## TASK TO COMPLETE
Starting with the line containing "Where can you spot the digital" and continuing through the line containing "(1167, 526)", put those lines from the records below into a JSON list of strings, one string per line, skipping any blank lines.
= = = =
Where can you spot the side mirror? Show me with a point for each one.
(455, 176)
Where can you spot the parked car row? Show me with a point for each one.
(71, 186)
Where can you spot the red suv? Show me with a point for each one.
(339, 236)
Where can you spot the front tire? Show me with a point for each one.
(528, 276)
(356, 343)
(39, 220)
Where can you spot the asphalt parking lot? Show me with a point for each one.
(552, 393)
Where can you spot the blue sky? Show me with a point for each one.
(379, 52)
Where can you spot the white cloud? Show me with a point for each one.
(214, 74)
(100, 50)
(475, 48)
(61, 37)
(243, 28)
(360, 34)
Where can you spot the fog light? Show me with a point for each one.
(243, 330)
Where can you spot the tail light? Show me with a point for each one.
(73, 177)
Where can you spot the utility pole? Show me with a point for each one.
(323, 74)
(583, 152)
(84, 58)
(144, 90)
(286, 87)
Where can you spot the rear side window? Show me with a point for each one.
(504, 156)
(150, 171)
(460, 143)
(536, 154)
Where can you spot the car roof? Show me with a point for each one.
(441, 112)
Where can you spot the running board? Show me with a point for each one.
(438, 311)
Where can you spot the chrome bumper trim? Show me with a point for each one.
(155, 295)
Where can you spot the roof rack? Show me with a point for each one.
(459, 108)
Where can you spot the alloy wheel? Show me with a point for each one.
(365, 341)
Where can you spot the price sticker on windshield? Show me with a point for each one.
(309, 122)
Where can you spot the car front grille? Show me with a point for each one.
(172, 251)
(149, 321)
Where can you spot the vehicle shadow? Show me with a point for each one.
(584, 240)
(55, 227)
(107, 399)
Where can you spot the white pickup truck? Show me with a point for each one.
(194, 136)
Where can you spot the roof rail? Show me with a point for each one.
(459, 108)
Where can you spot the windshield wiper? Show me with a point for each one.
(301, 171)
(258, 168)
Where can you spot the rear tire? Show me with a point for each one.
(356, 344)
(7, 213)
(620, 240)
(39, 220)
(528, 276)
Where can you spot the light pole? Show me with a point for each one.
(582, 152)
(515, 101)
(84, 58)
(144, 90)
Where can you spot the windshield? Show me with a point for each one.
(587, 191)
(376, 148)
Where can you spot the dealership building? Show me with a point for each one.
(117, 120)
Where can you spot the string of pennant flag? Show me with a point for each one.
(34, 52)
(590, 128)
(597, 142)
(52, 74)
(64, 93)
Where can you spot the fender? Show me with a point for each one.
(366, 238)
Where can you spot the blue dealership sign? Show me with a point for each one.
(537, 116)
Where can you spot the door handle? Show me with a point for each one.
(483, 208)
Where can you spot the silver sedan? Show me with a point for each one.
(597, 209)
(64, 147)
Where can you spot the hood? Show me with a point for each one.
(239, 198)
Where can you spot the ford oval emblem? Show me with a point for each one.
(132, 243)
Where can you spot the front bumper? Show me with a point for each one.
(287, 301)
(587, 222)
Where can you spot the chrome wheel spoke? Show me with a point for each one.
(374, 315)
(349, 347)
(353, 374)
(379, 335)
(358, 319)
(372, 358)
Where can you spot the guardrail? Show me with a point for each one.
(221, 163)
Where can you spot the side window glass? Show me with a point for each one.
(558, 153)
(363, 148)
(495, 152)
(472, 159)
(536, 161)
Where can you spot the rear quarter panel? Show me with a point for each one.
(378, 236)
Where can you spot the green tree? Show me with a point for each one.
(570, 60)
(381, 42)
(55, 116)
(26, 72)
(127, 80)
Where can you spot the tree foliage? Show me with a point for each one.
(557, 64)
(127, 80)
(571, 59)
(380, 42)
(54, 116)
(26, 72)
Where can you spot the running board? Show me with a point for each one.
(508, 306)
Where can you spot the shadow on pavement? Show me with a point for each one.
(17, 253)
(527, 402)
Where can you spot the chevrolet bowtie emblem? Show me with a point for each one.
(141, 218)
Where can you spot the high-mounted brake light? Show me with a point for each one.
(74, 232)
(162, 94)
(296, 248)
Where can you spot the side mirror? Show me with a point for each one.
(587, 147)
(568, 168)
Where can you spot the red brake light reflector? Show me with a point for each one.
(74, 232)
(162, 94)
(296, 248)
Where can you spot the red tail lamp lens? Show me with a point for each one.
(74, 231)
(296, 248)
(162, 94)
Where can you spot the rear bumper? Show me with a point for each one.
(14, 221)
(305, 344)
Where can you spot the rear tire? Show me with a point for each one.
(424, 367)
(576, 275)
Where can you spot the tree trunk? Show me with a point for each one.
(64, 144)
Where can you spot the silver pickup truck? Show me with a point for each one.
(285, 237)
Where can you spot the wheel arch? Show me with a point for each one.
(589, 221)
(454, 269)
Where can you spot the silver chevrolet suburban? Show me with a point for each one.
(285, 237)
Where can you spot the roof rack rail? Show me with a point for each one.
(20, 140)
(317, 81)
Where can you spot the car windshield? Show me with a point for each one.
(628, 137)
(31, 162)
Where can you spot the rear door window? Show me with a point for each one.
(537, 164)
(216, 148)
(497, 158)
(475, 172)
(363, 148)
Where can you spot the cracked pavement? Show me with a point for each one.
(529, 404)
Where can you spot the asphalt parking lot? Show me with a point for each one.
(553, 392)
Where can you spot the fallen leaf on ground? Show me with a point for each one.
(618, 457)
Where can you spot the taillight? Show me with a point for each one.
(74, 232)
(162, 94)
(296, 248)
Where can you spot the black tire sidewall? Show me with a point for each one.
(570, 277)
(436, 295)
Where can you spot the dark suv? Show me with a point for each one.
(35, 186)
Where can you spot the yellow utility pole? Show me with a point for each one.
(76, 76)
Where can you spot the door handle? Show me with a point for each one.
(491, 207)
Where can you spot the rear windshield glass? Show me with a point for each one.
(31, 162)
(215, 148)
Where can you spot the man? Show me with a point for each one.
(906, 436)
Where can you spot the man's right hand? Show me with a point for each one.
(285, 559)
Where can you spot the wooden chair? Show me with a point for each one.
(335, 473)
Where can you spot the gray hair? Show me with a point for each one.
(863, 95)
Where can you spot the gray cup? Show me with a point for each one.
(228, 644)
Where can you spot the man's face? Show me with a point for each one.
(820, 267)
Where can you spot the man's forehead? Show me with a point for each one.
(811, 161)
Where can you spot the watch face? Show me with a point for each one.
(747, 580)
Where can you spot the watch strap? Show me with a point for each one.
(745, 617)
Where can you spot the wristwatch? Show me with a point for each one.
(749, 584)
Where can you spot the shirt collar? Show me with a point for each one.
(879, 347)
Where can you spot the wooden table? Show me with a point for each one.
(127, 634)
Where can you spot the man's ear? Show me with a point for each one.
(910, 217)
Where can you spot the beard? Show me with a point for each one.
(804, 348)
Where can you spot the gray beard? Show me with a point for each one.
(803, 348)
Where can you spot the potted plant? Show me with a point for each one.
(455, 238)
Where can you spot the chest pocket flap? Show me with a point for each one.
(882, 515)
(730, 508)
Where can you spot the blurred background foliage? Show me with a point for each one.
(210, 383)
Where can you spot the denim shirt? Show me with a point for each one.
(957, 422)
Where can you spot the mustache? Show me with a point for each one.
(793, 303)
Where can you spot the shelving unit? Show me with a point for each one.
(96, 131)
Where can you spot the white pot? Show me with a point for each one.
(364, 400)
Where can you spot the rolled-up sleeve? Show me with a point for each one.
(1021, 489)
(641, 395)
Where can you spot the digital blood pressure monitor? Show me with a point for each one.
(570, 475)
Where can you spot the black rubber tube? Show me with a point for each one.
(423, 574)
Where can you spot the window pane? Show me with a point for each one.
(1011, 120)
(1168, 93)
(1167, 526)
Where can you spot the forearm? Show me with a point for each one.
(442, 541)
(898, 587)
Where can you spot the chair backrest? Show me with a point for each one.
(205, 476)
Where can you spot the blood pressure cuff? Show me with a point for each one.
= = = =
## RESULT OF THE TASK
[
  "Where can you spot the digital blood pressure monitor? Show me with a point for each one.",
  "(570, 475)",
  "Where can you spot the black rubber tube? Show me with a point for each one.",
  "(423, 574)",
  "Where can you spot the window pane? Show me with a point for each one.",
  "(1011, 120)",
  "(1168, 93)",
  "(1167, 526)"
]